PROBLEM >> Continue the passage below on mounting parts to the top chassis of the Elegoo robot car, picking up after its final sentence.

## begin READING PASSAGE

Alt text: Arduino Uno microcontroller board mounted on the top chassis of the Elegoo robot car, serving as the programmable brain for the robot.

The first component to mount on the top chassis is the Arduino Uno. Use three M3x14 screws and three spacers, as one of the Arduino’s mounting holes is not used. Secure the screws with three M3 nuts.

Alt text: Custom Arduino shield being mounted on top of the Arduino Uno, expanding functionalities and simplifying connections for Elegoo robot car programming.

After mounting the Arduino Uno, install the custom interface shield. Align the shield’s pins carefully with the Arduino’s headers before pressing it into place.

Alt text: Arduino shield fully mounted on the Arduino Uno, providing integrated motor control, sensor interfaces, and power distribution for the Elegoo robot car project.

Installing the Battery Compartment

The battery compartment is the next component to add to your Smart Robot Car. Use four M3x10 screws to mount the holder. These screws have Phillips heads, so use the appropriate screwdriver from the kit.

Remove the top of the battery compartment to access the screw holes. It’s also necessary to have it open for battery installation later!

Alt text: Battery compartment being installed on the top chassis of the Elegoo robot car, designed to securely hold and power the robot with LiPo batteries.

Align the holder flush with the top plate edges, then insert and secure the screws with four M3 nuts.

Once mounted, install the two 18650 LiPo batteries, ensuring correct polarity as indicated inside the battery compartment. While they are pre-charged, you might want to fully charge them using the provided charger before extensive use. Close the battery compartment cover once the batteries are in place.

## end READING PASSAGE
## begin EXCERPTED DATA

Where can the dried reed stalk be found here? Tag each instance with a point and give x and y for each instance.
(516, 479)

## end EXCERPTED DATA
## begin EXCERPTED DATA

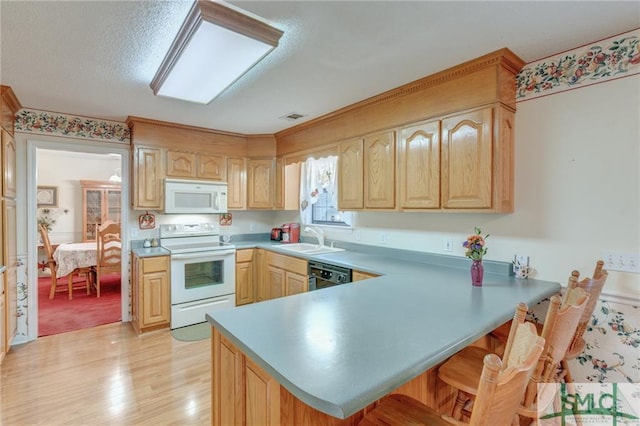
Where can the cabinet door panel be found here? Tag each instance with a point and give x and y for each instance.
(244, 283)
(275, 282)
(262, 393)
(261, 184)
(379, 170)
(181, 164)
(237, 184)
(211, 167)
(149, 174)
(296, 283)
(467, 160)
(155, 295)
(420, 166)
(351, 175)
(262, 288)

## end EXCERPTED DATA

ANSWER TO THIS PROBLEM >>
Finally, connect the battery holder to the power connector on the shield. Ensure the power switch is in the “off” position before connecting to avoid accidental power-up.

Servo Motor Installation

The servo motor, essential for directing the ultrasonic sensor, is next. Mount it onto a separate small plate included with the ultrasonic sensor holder. Attach the servo to this plate using two small M2x10 screws and M2 nuts, inserting the screws from the plate’s underside. Refer to the manual for correct servo orientation.

After securing the servo to its plate, mount this assembly to the top chassis plate using three M3x10 screws and M3 nuts.

Alt text: SG90 servo motor mounted on its bracket on the Elegoo robot car chassis, used for directional control of the ultrasonic sensor.

After positioning the servo, route its cable through the designated hole in the top plate and connect it to the shield connector. Ensure correct orientation, aligning the servo’s brown ground wire with the shield’s ground pin, as indicated on the shield.

Ultrasonic Sensor Mounting

The ultrasonic sensor, crucial for obstacle avoidance in Elegoo robot car programming, is mounted next. Attach it to its mounting bracket using four tiny M1.6×8 screws. These require the smallest Phillips head screwdriver from the kit.

Once the ultrasonic sensor is on its bracket, attach the assembly to the servo motor shaft. Align the sensor to face forward, ensuring it meshes with the servo shaft gear. Precise alignment might require slight adjustment to ensure proper gear engagement.

Alt text: HC-SR04 ultrasonic sensor mounted on the servo motor, enabling distance sensing for obstacle avoidance in Elegoo robot car programming.

Connect the provided 4-conductor cable to the sensor and then to the shield. This is the only 4-conductor cable in the kit, making it easily identifiable, and like other cables, it’s keyed for correct orientation.

The small screw for securing the bracket to the servo shaft is included with the SG90 servo package, along with extra servo horns and screws not needed for this kit – keep these for future projects.

Cable Management and Wiring

Your robot car is now visibly taking shape! It’s time for wiring and cable management, crucial for both functionality and aesthetics.

Before connecting the components, install the six copper spacers that will join the bottom and top plates. Mount these onto the bottom plate using six M3x10 screws. The top plate will be attached to these spacers later.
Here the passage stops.